Attackers on policemen in Krasnodar to be checked for their connections with radical elements
KRASNODAR. Aug 31 (Interfax) - The Federal Security Service (FSB) is inquiring whether suspects in an attack on policemen in Krasnodar have connections with radical nationalist groups, the press service of the Russian Federal Security Service directorate for the Krasnodar Territory told Interfax on Thursday.
"Three detainees on suspicion of an attempt on the life of policemen, use of violence against one of them and a murder attempt are being checked for connections with one of rightist radical groups. One of them is known to have been previously convicted of the creation of an extremist group," a press officer said.
As reported, traffic police officers stopped Nikita Medvedev's Toyota Camry, which was also carrying two passengers, namely Dmitry Karachkin and Vladislav Gmyrya along with the driver, at a stationary post in Krasnodar in the afternoon on August 28.

* [SHORT PROBLEM 1]:
Which people does the Krasnodar attack report name?
* [SHORT PROBLEM 2]:
Extend the Krasnodar attack report with a few sentences that pick up after its last one.
The material that comes next stands apart from the news report above.

Point-based annotation data
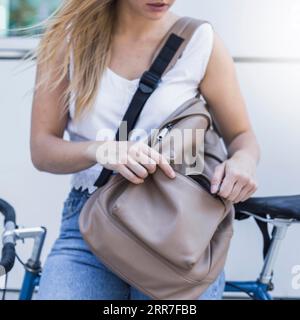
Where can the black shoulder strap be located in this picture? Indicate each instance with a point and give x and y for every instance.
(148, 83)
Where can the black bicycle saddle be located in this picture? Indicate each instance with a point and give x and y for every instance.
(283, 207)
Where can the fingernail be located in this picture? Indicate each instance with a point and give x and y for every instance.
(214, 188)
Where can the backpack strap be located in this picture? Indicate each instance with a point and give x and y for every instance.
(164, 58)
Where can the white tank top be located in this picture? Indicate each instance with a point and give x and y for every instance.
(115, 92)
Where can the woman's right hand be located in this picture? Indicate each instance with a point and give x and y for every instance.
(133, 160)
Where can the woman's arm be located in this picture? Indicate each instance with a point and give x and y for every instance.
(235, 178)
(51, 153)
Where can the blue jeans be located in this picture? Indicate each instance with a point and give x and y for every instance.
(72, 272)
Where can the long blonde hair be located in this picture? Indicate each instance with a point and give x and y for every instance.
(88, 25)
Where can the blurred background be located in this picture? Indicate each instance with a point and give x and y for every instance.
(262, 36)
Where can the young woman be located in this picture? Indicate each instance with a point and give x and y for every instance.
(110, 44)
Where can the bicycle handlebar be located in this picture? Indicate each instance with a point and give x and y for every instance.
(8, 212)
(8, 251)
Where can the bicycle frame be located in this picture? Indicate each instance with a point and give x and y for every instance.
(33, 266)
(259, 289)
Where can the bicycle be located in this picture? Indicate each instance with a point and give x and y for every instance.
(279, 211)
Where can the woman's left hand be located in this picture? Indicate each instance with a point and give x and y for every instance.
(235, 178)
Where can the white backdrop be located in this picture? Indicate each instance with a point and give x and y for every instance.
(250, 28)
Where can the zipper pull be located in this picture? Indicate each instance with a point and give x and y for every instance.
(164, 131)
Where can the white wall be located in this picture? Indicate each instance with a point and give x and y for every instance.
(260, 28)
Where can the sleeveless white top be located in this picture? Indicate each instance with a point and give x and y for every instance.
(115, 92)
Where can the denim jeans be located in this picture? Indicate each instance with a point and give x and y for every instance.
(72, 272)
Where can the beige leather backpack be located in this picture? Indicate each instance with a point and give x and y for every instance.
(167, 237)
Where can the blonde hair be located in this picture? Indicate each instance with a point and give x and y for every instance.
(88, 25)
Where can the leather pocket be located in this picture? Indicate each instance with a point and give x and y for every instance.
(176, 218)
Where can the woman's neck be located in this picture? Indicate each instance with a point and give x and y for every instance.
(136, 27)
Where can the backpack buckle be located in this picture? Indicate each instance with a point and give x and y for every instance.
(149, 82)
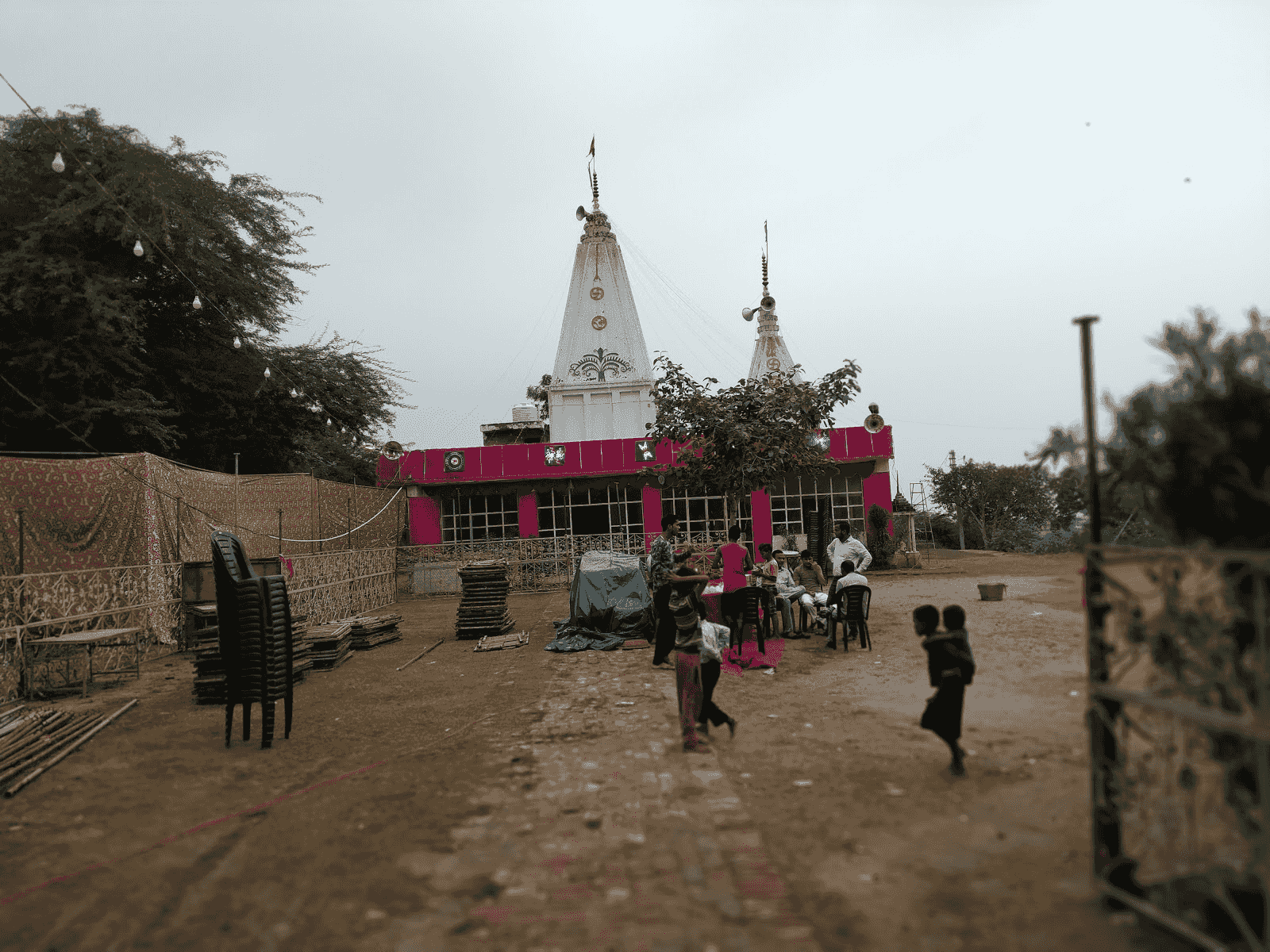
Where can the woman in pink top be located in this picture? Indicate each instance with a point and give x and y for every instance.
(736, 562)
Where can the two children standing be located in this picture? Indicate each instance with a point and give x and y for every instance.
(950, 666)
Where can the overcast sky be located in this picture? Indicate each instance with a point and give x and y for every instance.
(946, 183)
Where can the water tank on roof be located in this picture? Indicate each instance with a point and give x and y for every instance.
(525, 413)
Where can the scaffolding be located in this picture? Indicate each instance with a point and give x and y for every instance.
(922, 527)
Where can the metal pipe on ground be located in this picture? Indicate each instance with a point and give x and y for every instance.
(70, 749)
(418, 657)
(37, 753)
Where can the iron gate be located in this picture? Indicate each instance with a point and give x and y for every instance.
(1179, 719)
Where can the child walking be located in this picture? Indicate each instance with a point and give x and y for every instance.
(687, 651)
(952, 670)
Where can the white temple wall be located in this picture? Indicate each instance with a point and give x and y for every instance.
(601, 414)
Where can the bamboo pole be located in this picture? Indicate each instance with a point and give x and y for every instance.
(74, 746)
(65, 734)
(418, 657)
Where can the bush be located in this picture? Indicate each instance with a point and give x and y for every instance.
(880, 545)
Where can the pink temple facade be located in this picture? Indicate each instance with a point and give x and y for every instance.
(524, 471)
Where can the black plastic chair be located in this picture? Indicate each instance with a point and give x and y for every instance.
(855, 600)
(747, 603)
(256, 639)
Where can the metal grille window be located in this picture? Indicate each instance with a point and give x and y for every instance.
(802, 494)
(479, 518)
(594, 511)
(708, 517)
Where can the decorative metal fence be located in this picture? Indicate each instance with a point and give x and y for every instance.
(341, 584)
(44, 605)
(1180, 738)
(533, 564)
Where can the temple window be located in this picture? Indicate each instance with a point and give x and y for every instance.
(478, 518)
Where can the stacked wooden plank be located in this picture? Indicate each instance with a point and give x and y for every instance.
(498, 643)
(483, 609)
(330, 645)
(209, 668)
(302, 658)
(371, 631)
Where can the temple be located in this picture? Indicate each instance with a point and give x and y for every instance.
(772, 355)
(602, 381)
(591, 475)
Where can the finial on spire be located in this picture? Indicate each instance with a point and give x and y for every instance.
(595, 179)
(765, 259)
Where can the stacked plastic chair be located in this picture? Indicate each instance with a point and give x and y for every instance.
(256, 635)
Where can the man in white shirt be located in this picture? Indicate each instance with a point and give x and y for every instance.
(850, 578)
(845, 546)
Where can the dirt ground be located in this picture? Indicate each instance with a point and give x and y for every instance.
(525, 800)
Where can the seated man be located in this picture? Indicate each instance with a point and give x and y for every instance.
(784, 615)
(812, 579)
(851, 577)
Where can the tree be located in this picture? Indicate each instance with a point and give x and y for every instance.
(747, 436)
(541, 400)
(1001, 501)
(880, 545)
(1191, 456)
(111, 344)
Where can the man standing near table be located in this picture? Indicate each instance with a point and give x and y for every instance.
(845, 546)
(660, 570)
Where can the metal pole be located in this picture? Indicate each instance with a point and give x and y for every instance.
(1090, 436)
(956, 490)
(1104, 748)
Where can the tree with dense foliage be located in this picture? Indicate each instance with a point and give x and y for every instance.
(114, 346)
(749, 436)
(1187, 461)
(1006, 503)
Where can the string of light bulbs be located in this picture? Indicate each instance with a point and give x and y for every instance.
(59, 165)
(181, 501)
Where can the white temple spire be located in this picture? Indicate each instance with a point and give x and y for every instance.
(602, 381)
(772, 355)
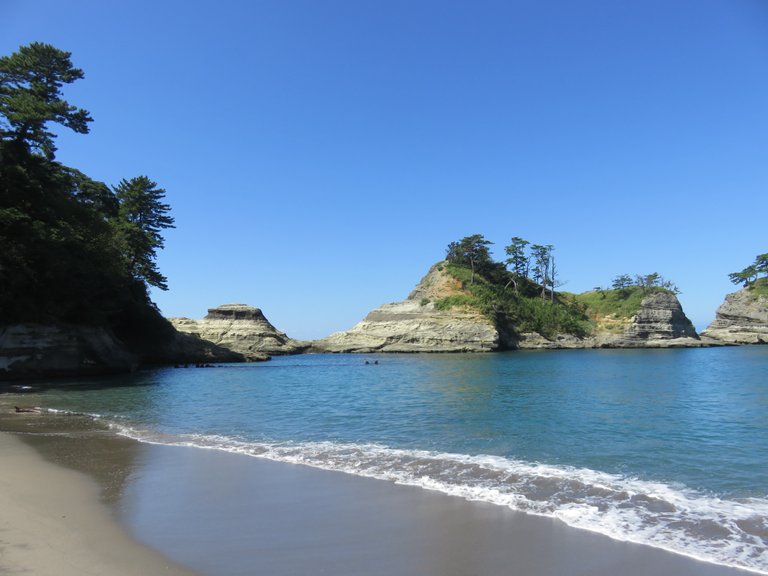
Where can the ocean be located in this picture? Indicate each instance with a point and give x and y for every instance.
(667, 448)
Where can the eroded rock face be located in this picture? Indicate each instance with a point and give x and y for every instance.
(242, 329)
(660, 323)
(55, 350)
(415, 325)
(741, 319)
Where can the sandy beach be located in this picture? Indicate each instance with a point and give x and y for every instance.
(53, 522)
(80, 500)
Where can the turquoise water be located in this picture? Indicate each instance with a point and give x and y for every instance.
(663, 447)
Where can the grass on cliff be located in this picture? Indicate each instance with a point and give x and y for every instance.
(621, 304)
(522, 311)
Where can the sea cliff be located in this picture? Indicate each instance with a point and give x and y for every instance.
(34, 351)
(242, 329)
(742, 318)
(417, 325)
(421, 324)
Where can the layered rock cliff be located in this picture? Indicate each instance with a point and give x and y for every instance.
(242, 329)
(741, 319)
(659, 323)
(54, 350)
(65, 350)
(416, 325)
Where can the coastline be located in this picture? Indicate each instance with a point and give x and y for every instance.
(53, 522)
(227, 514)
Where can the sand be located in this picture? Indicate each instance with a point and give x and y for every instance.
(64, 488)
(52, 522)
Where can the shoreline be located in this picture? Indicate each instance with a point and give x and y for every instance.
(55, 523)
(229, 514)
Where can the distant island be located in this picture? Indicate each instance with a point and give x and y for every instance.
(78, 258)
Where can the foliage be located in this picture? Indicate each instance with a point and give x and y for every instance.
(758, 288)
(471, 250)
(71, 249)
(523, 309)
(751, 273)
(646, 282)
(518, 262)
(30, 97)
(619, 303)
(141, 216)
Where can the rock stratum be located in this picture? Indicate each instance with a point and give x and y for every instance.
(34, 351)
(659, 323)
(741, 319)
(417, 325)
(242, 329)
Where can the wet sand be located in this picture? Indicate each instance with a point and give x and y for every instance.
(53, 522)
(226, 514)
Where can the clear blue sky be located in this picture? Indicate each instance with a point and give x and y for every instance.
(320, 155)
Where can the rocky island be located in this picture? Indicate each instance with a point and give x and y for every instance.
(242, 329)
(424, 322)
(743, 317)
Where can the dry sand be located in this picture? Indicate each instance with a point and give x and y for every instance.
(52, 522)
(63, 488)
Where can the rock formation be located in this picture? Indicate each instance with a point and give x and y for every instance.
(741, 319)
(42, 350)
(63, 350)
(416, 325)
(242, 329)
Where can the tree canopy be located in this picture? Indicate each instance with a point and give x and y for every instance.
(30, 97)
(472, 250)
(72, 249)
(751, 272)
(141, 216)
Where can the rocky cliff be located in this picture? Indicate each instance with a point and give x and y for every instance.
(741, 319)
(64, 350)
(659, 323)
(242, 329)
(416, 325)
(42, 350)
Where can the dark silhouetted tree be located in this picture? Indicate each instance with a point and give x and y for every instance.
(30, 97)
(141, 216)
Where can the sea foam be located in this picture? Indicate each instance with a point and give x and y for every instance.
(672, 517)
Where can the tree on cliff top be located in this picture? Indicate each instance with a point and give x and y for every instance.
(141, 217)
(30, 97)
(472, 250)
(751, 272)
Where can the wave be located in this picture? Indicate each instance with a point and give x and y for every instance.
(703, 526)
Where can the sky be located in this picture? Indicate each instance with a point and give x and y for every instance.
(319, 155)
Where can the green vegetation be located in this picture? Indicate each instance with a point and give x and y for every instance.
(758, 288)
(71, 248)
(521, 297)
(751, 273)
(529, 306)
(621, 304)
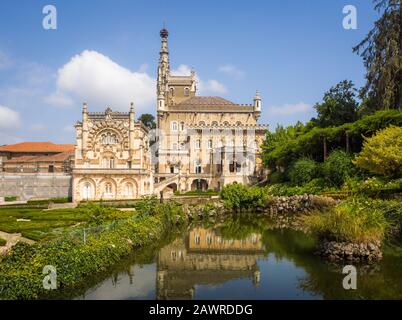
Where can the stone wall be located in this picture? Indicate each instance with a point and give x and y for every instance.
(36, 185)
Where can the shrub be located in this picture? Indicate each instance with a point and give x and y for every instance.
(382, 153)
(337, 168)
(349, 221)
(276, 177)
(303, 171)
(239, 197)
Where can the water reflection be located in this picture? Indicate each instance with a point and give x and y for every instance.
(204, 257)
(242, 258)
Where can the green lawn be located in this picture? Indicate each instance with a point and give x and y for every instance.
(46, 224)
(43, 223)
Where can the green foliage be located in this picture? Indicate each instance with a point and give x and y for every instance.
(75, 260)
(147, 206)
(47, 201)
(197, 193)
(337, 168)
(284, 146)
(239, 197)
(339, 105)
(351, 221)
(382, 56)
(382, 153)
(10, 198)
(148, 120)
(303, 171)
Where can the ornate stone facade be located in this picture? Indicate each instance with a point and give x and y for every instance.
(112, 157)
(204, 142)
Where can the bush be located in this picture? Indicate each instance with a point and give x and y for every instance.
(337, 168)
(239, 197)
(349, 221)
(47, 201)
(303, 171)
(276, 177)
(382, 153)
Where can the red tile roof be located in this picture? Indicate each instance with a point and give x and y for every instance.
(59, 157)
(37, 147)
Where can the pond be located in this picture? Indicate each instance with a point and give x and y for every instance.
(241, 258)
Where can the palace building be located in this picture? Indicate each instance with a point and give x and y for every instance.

* [EXERCISE RESULT 1]:
Nikita Medvedev, Dmitry Karachkin, Vladislav Gmyrya

* [EXERCISE RESULT 2]:
Medvedev hit an officer checking his documents, went back to the car for a non-lethal handgun, and opened fire on the police.
The suspect also fired several shots on the street and wounded a young man who tried to stop him.
One of Toyota's passengers Karachkin got out from the car and escaped from the scene. Another passenger Gmyrya also tried to run away but was detained. Medvedev escaped by car. Fleeing from the chasing party, he stopped and opened fire on a traffic police patrol car.
Two days later, overnight into Wednesday Medvedev was detained in the Kopansky village in a Krasnodar suburb. Karachkin was detained on the same day.
Gmyrya earlier led the Pitbull nationalist group, but the Krasnodar Sovetsky District Court sentenced to six years in a high-security penitentiary in 2010.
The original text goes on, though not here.